TRECHO DE LEITURA:
☆ ☆ ☆

A forte reação contra a Proposta de Emenda à Constituição (PEC) 181/2015, que pretende reformar os artigos 1º e 5º da Constituição Federal, explicitando que a proteção da vida humana começa na concepção, não passa de confusão e de cortina de fumaça. O que realmente está em jogo, se a proposta for aprovada como está, é o fardo que o Supremo Tribunal Federal (STF) precisará chamar para si se quiser legalizar o aborto em qualquer circunstância até a 12ª semana de gestação, como pede a Arguição de Descumprimento de Preceito Fundamental (ADPF) 442, formulada pelo Instituto Anis e pelo PSOL.
A PEC 181/2015 está sendo vendida por alguns setores da militância como se proibisse o aborto em todas as circunstâncias. É um equívoco. A atual proposta de explicitar que a dignidade humana começa na concepção e que a Constituição protege a vida desde a concepção é uma reação dos parlamentares a uma decisão, além de mal fundamentada, tecnicamente equivocada da Primeira Turma do STF, que, em novembro do ano passado, julgou que a proibição do aborto até o 3º mês de gestação seria inconstitucional. À ocasião, a turma discutia uma questão processual em um habeas corpus e acabou se excedendo, a partir de um voto do ministro Luís Roberto Barroso, entrando no mérito da proibição do aborto.
Alguns meses depois, não por acaso, o Supremo recebeu a ADPF 442, que se fundamenta em dois argumentos independentes entre si. O primeiro deles, baseado em uma leitura enviesada da jurisprudência do próprio tribunal, afirma que só os seres humanos já nascidos seriam “pessoas constitucionais” e, portanto, destinatárias da proteção constitucional à vida. Seres humanos não nascidos seriam meras “criaturas humanas intraútero”, passíveis apenas de proteção legal infraconstitucional. Em suma, não teriam direitos fundamentais. A distinção ecoa argumentos morais que procuram justificar o aborto desde a década de 1960 e algumas decisões judiciais de outros países, mas não encontra fundamento nas leis e na tradição jurídica brasileiras.

☆ ☆ ☆

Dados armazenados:
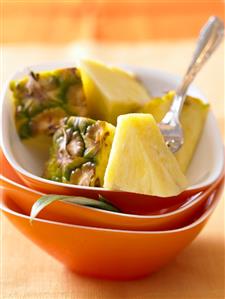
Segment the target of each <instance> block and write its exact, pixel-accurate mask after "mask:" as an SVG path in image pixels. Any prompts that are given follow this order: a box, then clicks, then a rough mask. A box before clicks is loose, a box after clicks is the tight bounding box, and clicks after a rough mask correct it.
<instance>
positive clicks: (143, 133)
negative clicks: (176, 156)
mask: <svg viewBox="0 0 225 299" xmlns="http://www.w3.org/2000/svg"><path fill="white" fill-rule="evenodd" d="M104 187H105V188H108V189H115V190H124V191H130V192H136V193H143V194H149V195H156V196H162V197H166V196H173V195H177V194H179V193H180V192H182V191H183V190H184V189H185V188H186V187H187V180H186V178H185V176H184V174H183V173H182V172H181V170H180V167H179V164H178V163H177V161H176V159H175V157H174V155H173V154H172V153H171V151H170V150H169V149H168V147H167V146H166V144H165V142H164V139H163V136H162V135H161V132H160V130H159V128H158V126H157V124H156V121H155V120H154V118H153V116H152V115H150V114H143V113H133V114H126V115H121V116H119V117H118V120H117V127H116V132H115V137H114V140H113V144H112V149H111V153H110V157H109V162H108V165H107V168H106V172H105V177H104Z"/></svg>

☆ ☆ ☆

TAREFA A: Traduza para o inglês a seguinte frase do texto sobre a PEC 181/2015: "A PEC 181/2015 está sendo vendida por alguns setores da militância como se proibisse o aborto em todas as circunstâncias."
TAREFA B: Segundo o texto sobre a PEC 181/2015, por que os parlamentares propuseram explicitar que a Constituição protege a vida desde a concepção? Responda em uma a três frases.
TAREFA C: De acordo com o texto sobre a PEC 181/2015, quem formulou a ADPF 442?

RESPOSTA A: PEC 181/2015 is being sold by some activist sectors as if it banned abortion in all circumstances.

RESPOSTA B: A proposta é uma reação dos parlamentares a uma decisão da Primeira Turma do STF. Em novembro do ano anterior, essa turma julgou que a proibição do aborto até o 3º mês de gestação seria inconstitucional.

RESPOSTA C: O Instituto Anis e o PSOL.